The lines from the start of the data through the line with "391, row 206." are to be returned verbatim; all later lines are to be omitted.

::::

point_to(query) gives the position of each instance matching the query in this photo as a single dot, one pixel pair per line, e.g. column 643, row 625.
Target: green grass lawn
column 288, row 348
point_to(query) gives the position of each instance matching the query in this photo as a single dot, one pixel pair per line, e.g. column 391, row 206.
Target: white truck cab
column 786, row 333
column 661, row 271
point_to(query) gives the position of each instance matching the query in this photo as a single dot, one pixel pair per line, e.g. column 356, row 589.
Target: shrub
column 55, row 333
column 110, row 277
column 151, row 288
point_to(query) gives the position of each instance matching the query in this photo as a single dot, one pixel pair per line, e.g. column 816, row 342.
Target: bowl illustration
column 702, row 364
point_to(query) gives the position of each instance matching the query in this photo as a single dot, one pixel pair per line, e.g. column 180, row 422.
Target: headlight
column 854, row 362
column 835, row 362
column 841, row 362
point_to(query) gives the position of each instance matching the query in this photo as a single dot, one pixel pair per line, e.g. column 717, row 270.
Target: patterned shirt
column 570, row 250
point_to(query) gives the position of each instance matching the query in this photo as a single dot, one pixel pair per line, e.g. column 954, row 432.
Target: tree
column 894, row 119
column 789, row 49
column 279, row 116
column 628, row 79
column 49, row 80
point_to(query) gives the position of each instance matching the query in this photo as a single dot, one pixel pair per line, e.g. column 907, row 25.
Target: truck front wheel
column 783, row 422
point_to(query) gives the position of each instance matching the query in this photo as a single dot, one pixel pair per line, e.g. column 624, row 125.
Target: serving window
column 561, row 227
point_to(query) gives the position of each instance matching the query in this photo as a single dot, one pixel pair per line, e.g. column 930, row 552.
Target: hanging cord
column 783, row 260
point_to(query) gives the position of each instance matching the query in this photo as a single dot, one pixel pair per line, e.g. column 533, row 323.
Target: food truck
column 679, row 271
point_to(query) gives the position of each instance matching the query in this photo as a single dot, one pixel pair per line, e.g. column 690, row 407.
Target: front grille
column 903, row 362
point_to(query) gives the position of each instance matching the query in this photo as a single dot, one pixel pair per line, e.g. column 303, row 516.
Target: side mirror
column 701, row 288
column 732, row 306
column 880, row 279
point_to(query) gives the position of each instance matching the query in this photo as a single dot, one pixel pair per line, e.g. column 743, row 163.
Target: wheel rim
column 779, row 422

::::

- **Response box**
point_to(query) gives the position of each instance matching the query in this photo as a single dot, one pixel pair per line, e.g. column 643, row 625.
Target: green grass lawn
column 288, row 348
point_to(query) gives the position of each instance matching the query in this photo as a single dot, one pixel pair per line, e.g. column 391, row 206.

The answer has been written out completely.